# [EVDL] Question about Vacuum reservoir, bigger is better?



## EVDL List (Jul 27, 2007)

The S-10 conversion that I purchased came with a vacuum reservoir made
out of 1 1/2" PVC pipe (about 3 inches long). When I switch it on it
takes the GAST pump about 31 seconds to "charge". It works fine for
ordinary driving, but re-starts the vacuum pump after every break pedal
press.

The day we purchased and towed the pick-up home I had to ride the breaks
going down a long hill (so-as to not overtake the tow vehicle and
wife...) and lost vacuum assist near the end because the pump/reservoir
couldn't keep up.

I decided that it would be nice to have a larger vacuum reservoir, to
allow me more pedal pushes before the pump starts up, and to have a bit
more "reserve capacity" if I have to break twice in a row, etc...

Not knowing much about the physics of vacuum, but assuming it was
somewhat like a compressed air tank, I figured using a one foot piece of
3" PVC pipe would give me ample capacity. So I built a larger reservoir:
http://www.summet.com/blog/2011/03/23/building-a-pvc-vacuum-reservoir/

(I also added a connection for a vacuum/boost gauge, so I could see how
things were going...)

I've just connected the new reservoir to the vacuum system (the old one
is also still in the system, as I'm testing) and I have not been
impressed with the results. In fact, I'm wondering if it is worth
mounting the new reservoir at all...

Instead of 32 seconds to charge the reservoir from empty, it now takes
around 50 seconds (which is expected). HOWEVER, as soon as I press the
break pedal, the vacuum pump turns back on! (I may have a bit more
"reserve" capacity, as it feels like I have a few extra pumps after that
before the vacuum is completely gone, but I was expecting to be able to
pump the pedal a few times before the pump turned on).

The (cheap/AutoZone) vacuum gauge shows that the vacuum only builds up
to 19 inHg and then the pump switches off, and the pump switches back on
when it drops below around 16.5 inHg. (The vacuum switch label says that
it is supposed to switch on at 16.5 inHg but according to the label it
isn't supposed to switch off until it hits 25 inHg. Perhaps somebody
adjusted it?) The system holds 19inHg for over 15 minutes when idle, so
I don't feel that leaks are a problem.

> [Problem to solve] From the vacuum reservoir post above, copy word for word the passage that begins at the words "## EVDL List" and stops after "couldn't keep up.".

> [Information provided]
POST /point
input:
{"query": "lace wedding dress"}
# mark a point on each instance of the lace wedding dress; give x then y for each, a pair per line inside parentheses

> [Reply to the exercise]
## EVDL List (Jul 27, 2007)

The S-10 conversion that I purchased came with a vacuum reservoir made
out of 1 1/2" PVC pipe (about 3 inches long). When I switch it on it
takes the GAST pump about 31 seconds to "charge". It works fine for
ordinary driving, but re-starts the vacuum pump after every break pedal
press.

The day we purchased and towed the pick-up home I had to ride the breaks
going down a long hill (so-as to not overtake the tow vehicle and
wife...) and lost vacuum assist near the end because the pump/reservoir
couldn't keep up.